STATED EXERCISE A
Can you write out the lines of the records, beginning at the line that has "Each instance receives one point. Annotate the bed" and stopping after the line that has "[[54, 166], [130, 86]]"?
:: SOURCE
Indeed, Mozambique's population was almost all peasant and rural and
the economic base of the country was agriculture. Yet, having achieved
political power at the state level, Frelimo degenerated "from a
popular and victorious liberation movement into a bureaucratic, anti-peasant,
one-party state (p. 1)." At the same time, Frelimo gave priority
to industrialisation, common to many African countries at the time,
with agriculture reduced to supplying exports for earning foreign exchange
and raw materials for domestic industry. As it turned out, the policies
adopted by Frelimo were as unfavourable to Mozambique's peasantry as
those of the Portuguese. Bowen demonstrates that this has not been an
aberration arising after the wholesale adoption of neo-liberal solutions
to Mozambique's developmental impasse, but rather, it was already in
place during Frelimo's socialist vanguard era. They have continued under
World Bank strictures and directives, but essentially spring from a
shared set of negative policies towards the peasantry. Bowen's work
seeks to provide a new look at the effect these policies have had on
the peasantry and agricultural production. Bowen focuses on the colonial period between 1950 and 1975. It is from
this point that she then looks at the socialist collectivization experiment.
In contrast to those who have blamed Mozambique's calamitous post-independence
decline on apartheid South Africa's destabilization attempts and the
vicious civil war with South African supported contras (i.e. Renamo),
Bowen argues that Mozambique's decline in production is rooted in policies
established during colonialism and continued by Frelimo. She takes issue
also with those who argued that the main reason for the major fall in
agricultural production was the disturbance of settlement patterns and
the denigration of traditional practices by the "modernizing"
::::
STATED EXERCISE B
Answer these questions from the passage on Mozambique's peasantry:
(i) Which years of the colonial period does Bowen focus on?
(ii) With Frelimo giving priority to industrialization, what was agriculture reduced to supplying?
(iii) Which group does the passage identify as the South African supported contras?
:: THE INPUT
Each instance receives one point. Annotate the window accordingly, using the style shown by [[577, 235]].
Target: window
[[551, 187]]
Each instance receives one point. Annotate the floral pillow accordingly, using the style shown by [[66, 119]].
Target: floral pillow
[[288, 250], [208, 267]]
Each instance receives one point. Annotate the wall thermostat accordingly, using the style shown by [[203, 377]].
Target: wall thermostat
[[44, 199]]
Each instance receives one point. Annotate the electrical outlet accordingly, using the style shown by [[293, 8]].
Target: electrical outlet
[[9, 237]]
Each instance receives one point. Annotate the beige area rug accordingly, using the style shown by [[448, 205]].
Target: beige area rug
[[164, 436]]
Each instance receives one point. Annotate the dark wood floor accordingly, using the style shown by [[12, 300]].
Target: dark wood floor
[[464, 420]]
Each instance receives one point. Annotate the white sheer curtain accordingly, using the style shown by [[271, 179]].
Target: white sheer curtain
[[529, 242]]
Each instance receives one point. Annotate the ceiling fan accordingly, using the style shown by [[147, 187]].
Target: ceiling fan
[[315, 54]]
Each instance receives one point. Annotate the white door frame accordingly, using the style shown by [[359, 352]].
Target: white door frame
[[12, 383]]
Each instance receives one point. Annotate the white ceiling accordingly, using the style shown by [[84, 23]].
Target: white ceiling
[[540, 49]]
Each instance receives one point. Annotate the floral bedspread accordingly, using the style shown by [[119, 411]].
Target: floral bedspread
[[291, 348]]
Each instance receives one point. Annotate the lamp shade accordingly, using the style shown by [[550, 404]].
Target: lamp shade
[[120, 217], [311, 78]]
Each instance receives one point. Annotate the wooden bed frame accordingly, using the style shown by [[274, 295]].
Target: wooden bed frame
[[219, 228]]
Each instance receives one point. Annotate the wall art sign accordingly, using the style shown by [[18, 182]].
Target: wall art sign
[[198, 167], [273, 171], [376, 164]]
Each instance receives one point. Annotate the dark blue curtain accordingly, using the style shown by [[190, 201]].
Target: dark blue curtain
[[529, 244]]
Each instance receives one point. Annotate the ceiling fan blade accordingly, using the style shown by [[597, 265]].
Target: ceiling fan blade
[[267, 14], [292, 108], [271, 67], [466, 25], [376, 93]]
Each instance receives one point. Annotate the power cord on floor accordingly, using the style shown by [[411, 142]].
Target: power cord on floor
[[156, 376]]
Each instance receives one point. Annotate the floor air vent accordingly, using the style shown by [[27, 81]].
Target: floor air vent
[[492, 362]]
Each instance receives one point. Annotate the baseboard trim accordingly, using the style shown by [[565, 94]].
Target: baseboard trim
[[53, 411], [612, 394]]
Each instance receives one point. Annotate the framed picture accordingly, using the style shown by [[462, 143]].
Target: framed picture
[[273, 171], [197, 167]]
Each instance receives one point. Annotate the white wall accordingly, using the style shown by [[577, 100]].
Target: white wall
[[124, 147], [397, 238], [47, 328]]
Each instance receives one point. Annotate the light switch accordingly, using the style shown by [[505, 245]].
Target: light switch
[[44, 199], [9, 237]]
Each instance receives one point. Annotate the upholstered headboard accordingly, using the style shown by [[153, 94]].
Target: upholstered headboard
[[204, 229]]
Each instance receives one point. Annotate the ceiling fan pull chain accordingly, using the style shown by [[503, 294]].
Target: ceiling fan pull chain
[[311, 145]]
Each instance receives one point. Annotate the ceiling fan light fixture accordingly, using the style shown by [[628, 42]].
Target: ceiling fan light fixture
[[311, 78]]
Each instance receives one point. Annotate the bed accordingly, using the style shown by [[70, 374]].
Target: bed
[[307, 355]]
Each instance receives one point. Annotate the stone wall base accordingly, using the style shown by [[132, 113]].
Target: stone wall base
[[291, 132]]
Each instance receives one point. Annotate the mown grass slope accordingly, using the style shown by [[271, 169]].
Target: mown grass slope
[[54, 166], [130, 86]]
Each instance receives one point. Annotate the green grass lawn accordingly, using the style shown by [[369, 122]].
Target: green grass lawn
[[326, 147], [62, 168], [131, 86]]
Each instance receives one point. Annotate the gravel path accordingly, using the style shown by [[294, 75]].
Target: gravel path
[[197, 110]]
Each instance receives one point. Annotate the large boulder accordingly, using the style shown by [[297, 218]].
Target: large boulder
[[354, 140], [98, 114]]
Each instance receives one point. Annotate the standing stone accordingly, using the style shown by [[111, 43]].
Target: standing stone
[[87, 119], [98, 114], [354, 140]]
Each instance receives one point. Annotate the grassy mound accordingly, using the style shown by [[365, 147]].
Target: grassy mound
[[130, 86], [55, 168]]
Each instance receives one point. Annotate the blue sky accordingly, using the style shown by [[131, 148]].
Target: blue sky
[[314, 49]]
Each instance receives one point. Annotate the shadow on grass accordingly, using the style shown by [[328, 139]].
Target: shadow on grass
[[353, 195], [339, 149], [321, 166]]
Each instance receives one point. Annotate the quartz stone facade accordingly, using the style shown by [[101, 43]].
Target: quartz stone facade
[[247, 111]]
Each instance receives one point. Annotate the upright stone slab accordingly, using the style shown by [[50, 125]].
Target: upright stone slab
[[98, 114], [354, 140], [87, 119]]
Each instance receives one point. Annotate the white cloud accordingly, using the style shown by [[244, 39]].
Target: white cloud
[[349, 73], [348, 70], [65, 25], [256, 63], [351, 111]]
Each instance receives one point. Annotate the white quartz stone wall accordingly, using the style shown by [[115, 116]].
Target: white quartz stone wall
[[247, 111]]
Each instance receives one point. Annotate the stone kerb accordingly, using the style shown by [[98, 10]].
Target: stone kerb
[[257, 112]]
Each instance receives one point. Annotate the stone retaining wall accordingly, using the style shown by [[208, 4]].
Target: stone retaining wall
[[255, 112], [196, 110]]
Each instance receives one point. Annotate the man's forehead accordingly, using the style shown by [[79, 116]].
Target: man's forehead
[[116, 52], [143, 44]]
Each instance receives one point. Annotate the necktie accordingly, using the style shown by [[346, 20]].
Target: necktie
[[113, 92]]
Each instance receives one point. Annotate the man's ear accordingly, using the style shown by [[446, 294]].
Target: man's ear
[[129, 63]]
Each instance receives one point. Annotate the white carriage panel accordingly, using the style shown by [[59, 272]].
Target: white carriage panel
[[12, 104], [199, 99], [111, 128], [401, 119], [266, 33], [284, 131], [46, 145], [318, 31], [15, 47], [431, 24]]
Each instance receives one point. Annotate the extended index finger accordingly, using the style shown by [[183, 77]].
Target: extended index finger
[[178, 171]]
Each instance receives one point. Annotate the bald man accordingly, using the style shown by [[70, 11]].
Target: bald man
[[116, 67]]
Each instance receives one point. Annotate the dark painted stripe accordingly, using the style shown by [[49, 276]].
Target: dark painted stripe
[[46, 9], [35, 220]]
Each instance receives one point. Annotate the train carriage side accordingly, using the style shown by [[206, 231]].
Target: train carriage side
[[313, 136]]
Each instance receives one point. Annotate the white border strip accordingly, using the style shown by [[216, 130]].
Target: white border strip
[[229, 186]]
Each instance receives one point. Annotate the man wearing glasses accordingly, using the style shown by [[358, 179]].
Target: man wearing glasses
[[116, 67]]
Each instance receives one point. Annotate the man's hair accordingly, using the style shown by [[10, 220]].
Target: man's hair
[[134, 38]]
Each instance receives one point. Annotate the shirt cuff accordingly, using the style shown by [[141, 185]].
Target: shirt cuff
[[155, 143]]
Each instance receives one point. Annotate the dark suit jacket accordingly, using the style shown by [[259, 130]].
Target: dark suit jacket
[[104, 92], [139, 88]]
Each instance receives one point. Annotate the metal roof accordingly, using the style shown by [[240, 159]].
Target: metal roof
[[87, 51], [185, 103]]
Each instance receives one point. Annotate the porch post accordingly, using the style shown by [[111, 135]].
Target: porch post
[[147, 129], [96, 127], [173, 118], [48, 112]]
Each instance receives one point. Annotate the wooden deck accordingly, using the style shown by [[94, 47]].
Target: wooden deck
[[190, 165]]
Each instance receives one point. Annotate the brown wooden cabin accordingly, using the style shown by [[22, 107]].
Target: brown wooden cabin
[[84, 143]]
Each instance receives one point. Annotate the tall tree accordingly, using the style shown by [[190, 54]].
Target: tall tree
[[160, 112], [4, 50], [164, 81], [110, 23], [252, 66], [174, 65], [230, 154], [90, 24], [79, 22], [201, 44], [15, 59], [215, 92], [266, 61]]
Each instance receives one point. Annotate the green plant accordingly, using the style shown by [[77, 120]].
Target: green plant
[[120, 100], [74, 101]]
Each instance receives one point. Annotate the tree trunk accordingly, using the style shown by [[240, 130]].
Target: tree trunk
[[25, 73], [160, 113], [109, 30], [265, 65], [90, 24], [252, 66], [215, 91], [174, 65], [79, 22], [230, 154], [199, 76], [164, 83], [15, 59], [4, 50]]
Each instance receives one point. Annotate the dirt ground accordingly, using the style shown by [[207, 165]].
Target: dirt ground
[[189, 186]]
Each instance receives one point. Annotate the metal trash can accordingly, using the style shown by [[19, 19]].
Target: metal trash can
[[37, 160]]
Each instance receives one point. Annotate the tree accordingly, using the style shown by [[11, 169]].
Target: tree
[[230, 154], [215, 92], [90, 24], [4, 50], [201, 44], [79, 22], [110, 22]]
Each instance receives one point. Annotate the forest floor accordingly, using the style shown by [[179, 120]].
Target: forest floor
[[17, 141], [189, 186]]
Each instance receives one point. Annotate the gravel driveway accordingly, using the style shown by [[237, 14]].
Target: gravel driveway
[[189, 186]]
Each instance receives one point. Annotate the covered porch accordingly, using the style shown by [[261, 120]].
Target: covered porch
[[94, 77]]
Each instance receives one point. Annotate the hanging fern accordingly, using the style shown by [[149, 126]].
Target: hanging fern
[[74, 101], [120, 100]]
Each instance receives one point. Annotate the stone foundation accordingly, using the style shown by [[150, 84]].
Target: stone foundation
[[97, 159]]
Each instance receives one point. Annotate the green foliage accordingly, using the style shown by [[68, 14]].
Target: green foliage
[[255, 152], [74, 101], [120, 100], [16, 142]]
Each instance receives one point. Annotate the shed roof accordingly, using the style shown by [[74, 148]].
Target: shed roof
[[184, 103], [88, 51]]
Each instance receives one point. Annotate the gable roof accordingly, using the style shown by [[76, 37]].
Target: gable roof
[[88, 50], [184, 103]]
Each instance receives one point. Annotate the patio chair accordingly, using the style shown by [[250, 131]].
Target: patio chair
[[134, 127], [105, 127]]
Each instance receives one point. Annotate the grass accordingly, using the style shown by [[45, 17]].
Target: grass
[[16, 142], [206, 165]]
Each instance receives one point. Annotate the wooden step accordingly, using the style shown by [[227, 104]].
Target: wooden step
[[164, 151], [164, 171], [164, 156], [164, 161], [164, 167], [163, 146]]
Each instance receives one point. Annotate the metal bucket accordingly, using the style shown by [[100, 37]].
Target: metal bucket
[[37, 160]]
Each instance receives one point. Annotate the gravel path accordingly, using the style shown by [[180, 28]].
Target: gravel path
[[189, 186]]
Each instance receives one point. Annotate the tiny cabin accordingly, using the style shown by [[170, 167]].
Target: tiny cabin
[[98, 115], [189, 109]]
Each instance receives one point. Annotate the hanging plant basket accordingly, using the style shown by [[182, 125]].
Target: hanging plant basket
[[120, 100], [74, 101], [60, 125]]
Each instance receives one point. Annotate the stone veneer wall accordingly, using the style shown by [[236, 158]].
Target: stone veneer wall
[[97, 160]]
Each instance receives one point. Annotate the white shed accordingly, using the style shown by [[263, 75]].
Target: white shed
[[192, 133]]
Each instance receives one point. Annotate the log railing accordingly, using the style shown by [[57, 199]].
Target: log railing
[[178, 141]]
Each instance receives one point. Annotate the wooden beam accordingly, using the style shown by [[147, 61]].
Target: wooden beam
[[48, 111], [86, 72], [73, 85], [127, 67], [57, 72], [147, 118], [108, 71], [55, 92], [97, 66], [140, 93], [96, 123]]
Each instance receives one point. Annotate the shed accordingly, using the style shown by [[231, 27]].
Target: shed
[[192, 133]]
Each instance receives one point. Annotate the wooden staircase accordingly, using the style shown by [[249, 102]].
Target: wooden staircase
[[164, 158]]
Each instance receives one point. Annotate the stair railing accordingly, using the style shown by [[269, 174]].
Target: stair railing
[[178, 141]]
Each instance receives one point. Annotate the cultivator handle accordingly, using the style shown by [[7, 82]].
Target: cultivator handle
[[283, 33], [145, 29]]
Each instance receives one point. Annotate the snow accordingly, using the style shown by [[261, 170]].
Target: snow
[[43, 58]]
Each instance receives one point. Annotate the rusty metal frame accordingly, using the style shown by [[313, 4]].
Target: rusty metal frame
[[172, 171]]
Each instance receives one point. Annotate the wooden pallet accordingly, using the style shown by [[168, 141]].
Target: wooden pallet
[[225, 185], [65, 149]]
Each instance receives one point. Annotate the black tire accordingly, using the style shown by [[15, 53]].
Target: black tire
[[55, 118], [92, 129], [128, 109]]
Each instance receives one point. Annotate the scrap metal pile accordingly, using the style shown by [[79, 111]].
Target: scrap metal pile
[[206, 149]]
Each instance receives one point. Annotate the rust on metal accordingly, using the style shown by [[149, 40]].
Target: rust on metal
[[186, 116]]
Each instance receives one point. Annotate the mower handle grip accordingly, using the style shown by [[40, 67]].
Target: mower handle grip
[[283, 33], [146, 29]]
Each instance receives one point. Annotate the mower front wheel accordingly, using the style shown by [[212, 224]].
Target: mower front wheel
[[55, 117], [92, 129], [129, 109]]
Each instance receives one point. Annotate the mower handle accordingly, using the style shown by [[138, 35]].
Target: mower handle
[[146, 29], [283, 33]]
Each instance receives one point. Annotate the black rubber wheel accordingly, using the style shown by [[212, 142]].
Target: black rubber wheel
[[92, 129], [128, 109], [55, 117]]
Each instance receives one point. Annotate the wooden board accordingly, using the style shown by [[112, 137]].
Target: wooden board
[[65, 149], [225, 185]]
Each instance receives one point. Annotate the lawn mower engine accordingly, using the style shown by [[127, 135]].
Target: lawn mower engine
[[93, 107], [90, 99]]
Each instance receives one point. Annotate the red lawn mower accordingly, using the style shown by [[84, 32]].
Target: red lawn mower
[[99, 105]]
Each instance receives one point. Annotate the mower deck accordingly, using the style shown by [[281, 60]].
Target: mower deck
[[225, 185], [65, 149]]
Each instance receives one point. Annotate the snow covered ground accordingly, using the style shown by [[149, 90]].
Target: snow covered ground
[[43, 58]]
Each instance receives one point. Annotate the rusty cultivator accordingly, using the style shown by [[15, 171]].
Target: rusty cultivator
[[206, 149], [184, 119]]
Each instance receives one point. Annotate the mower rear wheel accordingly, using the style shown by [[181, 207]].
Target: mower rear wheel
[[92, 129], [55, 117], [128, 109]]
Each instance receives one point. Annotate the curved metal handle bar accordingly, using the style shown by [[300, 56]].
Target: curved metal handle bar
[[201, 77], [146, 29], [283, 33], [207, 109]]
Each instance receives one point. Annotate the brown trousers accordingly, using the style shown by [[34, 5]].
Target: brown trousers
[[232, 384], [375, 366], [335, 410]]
::::
PROBLEM SOLUTION A
Each instance receives one point. Annotate the bed accordingly, using the style shown by [[70, 374]].
Target: bed
[[307, 355]]
Each instance receives one point. Annotate the stone wall base accordingly, using the style shown by [[132, 113]].
Target: stone wall base
[[291, 132]]
Each instance receives one point. Annotate the mown grass slope accordingly, using the style shown by [[271, 169]].
Target: mown grass slope
[[54, 166], [130, 86]]

PROBLEM SOLUTION B
(i) 1950 to 1975.
(ii) Exports for earning foreign exchange and raw materials for domestic industry.
(iii) Renamo.